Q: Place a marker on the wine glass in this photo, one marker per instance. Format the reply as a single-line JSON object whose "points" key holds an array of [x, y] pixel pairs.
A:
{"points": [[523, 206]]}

+ + + + +

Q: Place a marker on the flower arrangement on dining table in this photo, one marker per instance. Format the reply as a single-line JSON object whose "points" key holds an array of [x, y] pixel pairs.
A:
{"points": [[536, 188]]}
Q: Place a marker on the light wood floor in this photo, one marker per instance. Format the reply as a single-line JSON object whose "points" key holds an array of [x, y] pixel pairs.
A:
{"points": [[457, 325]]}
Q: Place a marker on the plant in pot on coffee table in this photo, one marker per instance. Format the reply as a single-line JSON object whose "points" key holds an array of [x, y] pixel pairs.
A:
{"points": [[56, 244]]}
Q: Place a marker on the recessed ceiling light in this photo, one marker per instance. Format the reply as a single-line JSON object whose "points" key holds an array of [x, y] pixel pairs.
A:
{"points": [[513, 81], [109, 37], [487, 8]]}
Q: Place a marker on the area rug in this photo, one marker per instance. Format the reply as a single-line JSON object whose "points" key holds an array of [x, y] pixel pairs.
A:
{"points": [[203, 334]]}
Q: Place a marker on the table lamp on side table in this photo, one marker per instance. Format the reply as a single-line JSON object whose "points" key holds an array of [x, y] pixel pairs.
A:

+ + + + +

Only lines holding the word "light" are wanted here; copy each from the listing.

#### [WRITTEN ANSWER]
Q: Place a marker on the light wood floor in this photo, one marker per instance. Format the reply as a single-line JSON object whose "points" key holds an array of [x, y] pixel pairs.
Q: Place a marker on the recessed ceiling light in this photo, one marker per instance. Format the reply as a single-line JSON object whose "points" key holds an array of [x, y] pixel pairs.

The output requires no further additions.